= TASK INPUTS =
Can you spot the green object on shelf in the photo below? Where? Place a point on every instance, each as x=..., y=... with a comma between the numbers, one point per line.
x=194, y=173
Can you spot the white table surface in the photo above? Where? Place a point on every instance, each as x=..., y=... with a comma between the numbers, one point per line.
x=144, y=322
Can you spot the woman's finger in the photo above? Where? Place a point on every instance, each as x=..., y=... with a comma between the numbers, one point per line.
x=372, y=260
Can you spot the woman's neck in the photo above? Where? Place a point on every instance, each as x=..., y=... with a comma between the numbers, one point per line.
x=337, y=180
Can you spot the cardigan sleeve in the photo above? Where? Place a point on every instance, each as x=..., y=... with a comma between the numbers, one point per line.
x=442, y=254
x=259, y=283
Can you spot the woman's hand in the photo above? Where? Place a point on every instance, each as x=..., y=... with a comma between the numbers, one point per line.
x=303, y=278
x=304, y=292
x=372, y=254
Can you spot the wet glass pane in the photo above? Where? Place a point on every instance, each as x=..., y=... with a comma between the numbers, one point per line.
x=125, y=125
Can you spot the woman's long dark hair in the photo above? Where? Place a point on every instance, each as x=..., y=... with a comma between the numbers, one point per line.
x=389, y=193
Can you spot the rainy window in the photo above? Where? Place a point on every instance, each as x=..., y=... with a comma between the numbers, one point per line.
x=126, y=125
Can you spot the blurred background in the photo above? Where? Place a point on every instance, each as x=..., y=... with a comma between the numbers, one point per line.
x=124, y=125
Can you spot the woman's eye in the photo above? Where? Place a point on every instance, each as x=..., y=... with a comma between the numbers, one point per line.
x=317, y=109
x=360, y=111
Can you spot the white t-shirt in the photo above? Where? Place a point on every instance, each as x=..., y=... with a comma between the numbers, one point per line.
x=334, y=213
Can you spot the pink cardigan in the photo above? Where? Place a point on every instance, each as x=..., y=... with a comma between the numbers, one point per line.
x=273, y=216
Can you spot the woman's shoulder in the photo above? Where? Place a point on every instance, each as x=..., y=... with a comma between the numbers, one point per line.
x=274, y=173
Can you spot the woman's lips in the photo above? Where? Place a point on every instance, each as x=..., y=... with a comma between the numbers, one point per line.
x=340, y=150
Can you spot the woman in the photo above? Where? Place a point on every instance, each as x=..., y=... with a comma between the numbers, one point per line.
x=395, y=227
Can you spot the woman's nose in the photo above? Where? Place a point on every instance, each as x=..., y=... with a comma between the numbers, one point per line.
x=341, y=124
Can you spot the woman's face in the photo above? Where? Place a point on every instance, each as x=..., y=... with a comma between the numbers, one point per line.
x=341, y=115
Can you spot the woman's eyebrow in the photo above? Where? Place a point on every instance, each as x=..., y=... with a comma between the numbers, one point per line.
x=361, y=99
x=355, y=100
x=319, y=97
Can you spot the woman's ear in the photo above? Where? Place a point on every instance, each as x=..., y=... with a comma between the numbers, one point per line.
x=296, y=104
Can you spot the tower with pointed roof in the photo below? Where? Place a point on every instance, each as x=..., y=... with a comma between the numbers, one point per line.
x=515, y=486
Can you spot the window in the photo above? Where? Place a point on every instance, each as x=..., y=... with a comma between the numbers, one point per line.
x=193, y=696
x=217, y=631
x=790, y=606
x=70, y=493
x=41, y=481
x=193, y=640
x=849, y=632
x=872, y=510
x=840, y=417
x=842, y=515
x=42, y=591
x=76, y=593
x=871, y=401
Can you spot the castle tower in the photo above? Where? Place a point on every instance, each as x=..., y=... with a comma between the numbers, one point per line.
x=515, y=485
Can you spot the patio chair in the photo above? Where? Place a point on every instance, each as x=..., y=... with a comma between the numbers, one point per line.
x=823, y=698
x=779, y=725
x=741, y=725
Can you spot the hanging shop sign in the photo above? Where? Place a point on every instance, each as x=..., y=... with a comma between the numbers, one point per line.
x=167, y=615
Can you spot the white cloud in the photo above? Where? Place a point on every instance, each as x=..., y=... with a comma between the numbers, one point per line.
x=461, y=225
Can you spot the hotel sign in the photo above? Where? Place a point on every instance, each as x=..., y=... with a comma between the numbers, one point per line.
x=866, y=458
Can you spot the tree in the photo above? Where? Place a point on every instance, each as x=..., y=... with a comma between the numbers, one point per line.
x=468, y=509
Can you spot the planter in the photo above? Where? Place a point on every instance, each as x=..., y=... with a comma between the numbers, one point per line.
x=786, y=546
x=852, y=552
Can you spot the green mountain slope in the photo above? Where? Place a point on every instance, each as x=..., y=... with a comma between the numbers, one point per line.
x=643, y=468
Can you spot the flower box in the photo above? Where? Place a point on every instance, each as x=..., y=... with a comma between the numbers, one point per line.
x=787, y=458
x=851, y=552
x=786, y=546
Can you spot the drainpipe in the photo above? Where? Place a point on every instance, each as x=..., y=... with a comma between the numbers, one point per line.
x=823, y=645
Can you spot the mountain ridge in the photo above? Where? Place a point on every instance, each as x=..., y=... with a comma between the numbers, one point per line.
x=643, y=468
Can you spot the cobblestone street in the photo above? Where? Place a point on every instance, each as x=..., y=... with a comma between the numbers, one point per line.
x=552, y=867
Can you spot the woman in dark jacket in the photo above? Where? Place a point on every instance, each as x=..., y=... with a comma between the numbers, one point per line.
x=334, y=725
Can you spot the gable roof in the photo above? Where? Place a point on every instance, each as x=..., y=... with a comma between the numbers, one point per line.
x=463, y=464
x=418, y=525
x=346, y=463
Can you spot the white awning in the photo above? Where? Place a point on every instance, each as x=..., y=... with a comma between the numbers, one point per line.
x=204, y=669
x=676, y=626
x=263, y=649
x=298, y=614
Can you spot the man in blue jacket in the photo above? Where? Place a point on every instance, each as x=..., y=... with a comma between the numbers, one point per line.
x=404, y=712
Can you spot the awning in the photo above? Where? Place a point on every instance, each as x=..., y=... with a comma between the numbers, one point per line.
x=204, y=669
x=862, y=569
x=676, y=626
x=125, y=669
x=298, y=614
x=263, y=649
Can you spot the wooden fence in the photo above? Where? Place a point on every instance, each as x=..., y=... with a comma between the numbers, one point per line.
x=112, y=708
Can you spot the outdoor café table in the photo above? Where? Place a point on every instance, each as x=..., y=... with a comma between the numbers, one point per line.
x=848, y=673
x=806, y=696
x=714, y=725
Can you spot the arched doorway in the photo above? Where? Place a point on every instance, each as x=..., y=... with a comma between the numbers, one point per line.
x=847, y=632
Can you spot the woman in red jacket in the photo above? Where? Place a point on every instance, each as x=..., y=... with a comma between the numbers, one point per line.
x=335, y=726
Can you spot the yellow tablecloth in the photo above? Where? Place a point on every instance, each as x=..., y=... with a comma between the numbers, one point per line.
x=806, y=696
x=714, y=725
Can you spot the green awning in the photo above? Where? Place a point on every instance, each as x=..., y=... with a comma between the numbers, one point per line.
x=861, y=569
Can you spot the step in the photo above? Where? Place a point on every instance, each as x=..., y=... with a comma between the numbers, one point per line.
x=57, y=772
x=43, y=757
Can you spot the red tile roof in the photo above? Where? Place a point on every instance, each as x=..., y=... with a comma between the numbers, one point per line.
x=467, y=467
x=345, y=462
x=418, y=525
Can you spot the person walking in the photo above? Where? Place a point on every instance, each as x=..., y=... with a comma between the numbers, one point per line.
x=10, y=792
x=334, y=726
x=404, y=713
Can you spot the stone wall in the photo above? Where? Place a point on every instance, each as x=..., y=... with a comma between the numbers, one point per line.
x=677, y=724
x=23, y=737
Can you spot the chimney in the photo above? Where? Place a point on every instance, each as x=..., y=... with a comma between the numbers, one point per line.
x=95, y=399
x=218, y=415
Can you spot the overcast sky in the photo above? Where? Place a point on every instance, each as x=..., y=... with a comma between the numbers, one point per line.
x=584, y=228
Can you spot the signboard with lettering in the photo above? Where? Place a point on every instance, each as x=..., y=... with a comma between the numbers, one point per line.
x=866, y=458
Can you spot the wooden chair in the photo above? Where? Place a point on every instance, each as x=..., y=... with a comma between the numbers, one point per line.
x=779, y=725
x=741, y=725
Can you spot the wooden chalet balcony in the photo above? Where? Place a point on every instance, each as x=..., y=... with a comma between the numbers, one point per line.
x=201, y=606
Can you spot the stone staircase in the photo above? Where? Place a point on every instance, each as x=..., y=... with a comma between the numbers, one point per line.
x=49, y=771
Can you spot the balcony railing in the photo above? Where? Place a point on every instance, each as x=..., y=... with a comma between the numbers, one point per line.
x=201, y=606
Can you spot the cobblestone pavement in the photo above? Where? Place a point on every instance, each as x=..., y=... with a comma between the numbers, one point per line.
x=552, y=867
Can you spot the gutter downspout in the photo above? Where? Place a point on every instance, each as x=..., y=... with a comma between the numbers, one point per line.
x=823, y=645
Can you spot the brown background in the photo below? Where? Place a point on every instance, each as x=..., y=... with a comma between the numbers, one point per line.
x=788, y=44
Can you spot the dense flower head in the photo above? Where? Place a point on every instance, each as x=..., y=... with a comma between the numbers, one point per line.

= WHAT THIS TASK INVOLVES =
Shift the coordinates: write out the entries starting at the line containing "Can you spot the brown" and ending at the line containing "x=788, y=44", with 15 added to each coordinate in the answers and the requests kept.

= SOLUTION =
Can you spot the brown background in the photo below? Where? Place a point on every instance, each as x=..., y=... with a comma between the numbers, one point per line.
x=803, y=59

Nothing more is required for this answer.